Extrait fourni:
-=-=-=-=-

Comme je le disais dans mon dernier article, après notre visite brève de Lecce et quelques jours d’activités que j’appellerai "techniques", nous sommes allés hier soir accueillir à l’aéroport de Brindisi notre ami palermitain Angelo venu passer le week-end avec nous. Et après l’avoir laissé à l’hôtel où il a retenu une chambre, nous avons passé la nuit au bord d’un quai, devant la mer, et nous allons aujourd’hui découvrir tous les trois la ville de Brindisi. La visite sera incomplète, mais nous reviendrons à coup sûr, parce que c’est de ce port que nous nous embarquerons vers la Grèce. En attendant, cette gravure est extraite du Voyage pittoresque ou description des royaumes de Naples et de Sicile, de Saint-Non, dessinée par Des Prez, architecte pensionné du Roi à l’Académie de France à Rome, et elle est titrée Vue de la ville de Brindes ou Brendisi anciennement Brundusium, port célèbre des Romains sur la Mer Adriatique. Mais la ville que nous découvrons n’a pas grand chose à voir avec celle qui est représentée ici telle que l’a vue Saint-Non (la gravure est extraite du tome III publié en 1783).
Voici tout d’abord la cathédrale. En 1742 il a été constaté que la cathédrale devait être réparée et consolidée, mais les travaux n’ont pas commencé immédiatement et dès le 20 février 1743, un tremblement de terre a nécessité la reconstruction, achevée dès 1746 (mais le campanile attendra sa reconstruction jusqu’à 1780-1793), de l’église romane effondrée, qui avait été édifiée de 1089 à 1143 par les Normands soucieux de romaniser cet ouest conquis sur les Byzantins et que Frédéric II avait choisie pour célébrer ses noces, en 1225, avec Yolande de Brienne, reine de Jérusalem, âgée de quatorze ans. Cette cathédrale antérieure avait vu s’agenouiller la foule des pèlerins sur le point de s’embarquer vers la Terre Sainte, tout comme les armées de Croisés dont c’était le dernier contact avec l’Europe avant d’aller guerroyer à Constantinople ou à Jérusalem. Cette façade du dix-huitième siècle, ornée de statues dont, ci-dessus, sainte Catherine de Sienne, n’a rien qui rappelle cette grande période. Seul un tout petit fragment de mosaïque de sol retrouvé au dix-neuvième siècle et que l’on ne peut voir parce qu’il se trouve dans une partie du chœur non accessible au public permet de penser que tout le sol de la cathédrale était revêtu d’une somptueuse mosaïque comme à Otrante. Le 17 novembre 1941, un bombardement aérien a partiellement détruit le campanile, réparé en 1957 conformément à l’original.

-=-=-=-=-

Données fournies:
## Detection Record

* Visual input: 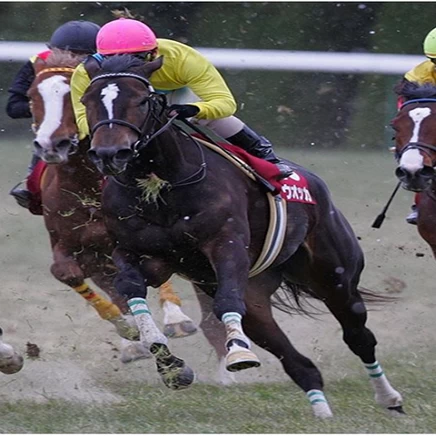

-=-=-=-=-

À compléter:
1. Dans l'extrait sur Brindisi, reprenez sous forme de liste le paragraphe qui commence par « Voici tout d'abord la cathédrale », en gardant ses faits principaux.
2. Répondez brièvement à ces questions sur l'extrait consacré à Brindisi :
(a) D'où vient l'ami Angelo ?
(b) Vers quel pays les voyageurs s'embarqueront-ils depuis le port de Brindisi ?
(c) Qui a construit l'église romane effondrée en 1743 ?
Répondez seulement à partir de l'extrait, sans vous servir de la liste.

Exercices corrigés:
1.
- 1742 : on constate que la cathédrale doit être réparée et consolidée, mais les travaux ne commencent pas tout de suite.
- 20 février 1743 : un tremblement de terre fait s'effondrer l'église romane, bâtie de 1089 à 1143 par les Normands. La reconstruction est achevée en 1746. Le campanile n'est reconstruit qu'en 1780-1793.
- 1225 : dans cette ancienne église, Frédéric II épouse Yolande de Brienne, reine de Jérusalem, âgée de quatorze ans. Pèlerins et Croisés y venaient avant d'embarquer vers la Terre Sainte, Constantinople ou Jérusalem.
- La façade du XVIIIe siècle est ornée de statues, dont sainte Catherine de Sienne. Elle ne rappelle rien de cette grande période.
- Un petit fragment de mosaïque de sol a été retrouvé au XIXe siècle dans une partie du chœur fermée au public. Il laisse penser que tout le sol était couvert d'une mosaïque somptueuse, comme à Otrante.
- 17 novembre 1941 : un bombardement aérien détruit en partie le campanile, réparé en 1957 à l'identique.

2.
(a) De Palerme.
(b) Vers la Grèce.
(c) Les Normands.